_REQUIREMENTS_
Locate every line in the entries below that contains the word "white", and copy each of those lines.

_PROVIDED INFORMATION_
####################

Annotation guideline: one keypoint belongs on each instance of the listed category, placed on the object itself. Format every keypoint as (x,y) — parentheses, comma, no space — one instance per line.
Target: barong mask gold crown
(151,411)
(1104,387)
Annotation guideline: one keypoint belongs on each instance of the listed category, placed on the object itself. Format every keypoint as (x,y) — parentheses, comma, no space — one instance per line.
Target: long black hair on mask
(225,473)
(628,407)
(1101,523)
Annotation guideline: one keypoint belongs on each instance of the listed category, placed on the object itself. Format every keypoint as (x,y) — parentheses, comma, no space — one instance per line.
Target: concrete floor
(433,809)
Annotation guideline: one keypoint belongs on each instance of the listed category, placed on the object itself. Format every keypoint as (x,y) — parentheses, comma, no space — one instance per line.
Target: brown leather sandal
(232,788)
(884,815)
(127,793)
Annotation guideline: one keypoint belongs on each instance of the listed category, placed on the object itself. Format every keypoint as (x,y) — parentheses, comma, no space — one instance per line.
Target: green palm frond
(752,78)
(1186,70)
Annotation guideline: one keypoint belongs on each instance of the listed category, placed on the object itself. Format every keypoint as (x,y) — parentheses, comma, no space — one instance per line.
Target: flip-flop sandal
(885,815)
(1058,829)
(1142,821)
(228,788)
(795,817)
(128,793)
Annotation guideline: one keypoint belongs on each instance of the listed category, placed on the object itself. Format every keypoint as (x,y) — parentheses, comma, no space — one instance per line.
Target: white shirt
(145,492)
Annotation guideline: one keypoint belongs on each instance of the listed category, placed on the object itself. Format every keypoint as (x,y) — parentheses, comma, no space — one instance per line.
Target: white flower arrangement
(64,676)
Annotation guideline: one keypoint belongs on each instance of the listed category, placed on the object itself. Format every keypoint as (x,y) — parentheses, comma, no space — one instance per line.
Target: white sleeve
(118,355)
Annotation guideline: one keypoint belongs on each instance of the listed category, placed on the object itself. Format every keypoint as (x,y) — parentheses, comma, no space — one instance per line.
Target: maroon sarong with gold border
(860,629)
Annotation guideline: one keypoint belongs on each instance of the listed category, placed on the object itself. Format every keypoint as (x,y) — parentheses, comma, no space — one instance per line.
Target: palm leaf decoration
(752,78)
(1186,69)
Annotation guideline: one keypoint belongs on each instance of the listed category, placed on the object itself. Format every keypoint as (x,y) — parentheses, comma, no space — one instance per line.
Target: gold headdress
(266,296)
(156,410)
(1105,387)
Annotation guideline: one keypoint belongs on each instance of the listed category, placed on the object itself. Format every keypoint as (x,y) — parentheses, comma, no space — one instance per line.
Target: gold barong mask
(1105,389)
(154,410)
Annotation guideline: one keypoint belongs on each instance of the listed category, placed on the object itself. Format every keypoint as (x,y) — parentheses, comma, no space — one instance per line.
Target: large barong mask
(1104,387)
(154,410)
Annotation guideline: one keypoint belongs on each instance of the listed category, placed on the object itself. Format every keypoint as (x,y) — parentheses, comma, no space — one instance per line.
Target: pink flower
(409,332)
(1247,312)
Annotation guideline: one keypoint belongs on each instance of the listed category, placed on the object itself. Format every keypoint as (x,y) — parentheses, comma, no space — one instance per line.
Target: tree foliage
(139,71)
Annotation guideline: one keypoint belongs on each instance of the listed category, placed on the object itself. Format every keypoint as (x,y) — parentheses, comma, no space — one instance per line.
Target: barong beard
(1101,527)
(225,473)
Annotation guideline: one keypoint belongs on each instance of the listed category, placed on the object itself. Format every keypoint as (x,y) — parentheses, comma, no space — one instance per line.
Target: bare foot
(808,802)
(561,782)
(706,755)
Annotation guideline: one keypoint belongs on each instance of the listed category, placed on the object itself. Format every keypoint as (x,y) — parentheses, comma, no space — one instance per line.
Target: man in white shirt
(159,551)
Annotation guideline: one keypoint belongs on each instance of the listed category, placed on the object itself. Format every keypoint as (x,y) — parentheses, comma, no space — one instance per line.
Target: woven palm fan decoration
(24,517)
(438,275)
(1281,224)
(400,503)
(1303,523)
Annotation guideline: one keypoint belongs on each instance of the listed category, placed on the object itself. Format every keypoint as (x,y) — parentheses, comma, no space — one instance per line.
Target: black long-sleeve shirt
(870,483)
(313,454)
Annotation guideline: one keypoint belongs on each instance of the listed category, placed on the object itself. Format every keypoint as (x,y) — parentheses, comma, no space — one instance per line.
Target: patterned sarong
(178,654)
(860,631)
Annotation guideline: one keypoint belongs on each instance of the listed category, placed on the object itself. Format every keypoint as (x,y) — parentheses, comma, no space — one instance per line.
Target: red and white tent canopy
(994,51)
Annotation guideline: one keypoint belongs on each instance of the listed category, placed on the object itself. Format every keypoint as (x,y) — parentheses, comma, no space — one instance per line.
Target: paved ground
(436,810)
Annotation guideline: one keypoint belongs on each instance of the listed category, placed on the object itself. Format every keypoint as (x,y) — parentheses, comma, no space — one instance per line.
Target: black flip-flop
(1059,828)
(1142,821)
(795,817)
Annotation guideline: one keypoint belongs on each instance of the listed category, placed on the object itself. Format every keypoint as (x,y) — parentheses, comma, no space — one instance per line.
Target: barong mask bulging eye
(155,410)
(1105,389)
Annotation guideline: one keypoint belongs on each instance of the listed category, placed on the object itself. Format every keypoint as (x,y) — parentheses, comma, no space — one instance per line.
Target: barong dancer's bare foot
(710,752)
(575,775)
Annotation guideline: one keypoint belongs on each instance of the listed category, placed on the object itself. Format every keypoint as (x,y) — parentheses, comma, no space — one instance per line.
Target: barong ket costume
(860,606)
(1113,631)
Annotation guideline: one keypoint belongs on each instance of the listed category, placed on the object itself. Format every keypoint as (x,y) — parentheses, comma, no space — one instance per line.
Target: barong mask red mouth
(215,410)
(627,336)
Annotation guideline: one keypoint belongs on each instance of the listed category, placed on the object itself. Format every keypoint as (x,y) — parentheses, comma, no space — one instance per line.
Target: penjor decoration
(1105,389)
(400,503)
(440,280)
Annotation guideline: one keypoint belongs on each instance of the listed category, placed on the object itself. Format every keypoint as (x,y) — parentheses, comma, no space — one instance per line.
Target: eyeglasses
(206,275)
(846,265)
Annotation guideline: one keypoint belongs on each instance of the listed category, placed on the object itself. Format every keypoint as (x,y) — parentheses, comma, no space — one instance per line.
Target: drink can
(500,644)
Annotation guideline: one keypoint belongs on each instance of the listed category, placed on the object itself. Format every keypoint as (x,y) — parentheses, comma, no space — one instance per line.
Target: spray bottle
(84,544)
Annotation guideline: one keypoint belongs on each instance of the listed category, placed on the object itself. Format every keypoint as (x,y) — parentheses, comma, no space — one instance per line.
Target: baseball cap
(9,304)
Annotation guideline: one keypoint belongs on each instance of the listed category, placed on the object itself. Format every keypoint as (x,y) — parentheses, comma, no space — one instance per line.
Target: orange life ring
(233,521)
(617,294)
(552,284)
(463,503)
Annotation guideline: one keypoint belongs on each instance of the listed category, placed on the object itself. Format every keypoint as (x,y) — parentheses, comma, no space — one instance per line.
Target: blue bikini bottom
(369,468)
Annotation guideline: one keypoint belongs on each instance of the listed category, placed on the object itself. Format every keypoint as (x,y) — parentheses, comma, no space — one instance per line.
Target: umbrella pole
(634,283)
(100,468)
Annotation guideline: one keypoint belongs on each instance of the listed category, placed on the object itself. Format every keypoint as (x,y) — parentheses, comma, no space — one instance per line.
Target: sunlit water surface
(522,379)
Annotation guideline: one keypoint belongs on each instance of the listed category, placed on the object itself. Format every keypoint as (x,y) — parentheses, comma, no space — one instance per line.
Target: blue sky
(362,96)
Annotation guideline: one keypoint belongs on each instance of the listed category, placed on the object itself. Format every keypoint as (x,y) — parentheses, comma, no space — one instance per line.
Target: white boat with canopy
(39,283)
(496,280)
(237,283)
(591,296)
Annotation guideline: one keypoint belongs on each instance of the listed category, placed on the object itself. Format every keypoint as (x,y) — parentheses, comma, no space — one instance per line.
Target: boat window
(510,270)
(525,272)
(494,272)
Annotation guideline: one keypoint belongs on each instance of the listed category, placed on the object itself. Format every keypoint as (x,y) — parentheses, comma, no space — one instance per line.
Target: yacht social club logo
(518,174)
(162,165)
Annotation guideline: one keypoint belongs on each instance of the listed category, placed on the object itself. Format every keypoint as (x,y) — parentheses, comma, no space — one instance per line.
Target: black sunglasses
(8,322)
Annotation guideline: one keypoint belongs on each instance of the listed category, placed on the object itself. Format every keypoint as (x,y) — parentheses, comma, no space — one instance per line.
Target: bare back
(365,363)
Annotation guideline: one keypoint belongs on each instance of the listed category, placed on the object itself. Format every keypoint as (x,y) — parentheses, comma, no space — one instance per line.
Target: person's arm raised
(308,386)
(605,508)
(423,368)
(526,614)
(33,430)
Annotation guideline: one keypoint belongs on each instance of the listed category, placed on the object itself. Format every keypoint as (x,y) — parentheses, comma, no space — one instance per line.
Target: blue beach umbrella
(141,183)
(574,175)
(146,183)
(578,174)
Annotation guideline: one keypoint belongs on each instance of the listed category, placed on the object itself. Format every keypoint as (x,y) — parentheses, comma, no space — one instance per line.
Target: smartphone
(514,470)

####################

_CORRECT RESULT_
Target: white shirt
Target: white flower arrangement
Target: white sleeve
Target: man in white shirt
Target: red and white tent canopy
Target: white boat with canopy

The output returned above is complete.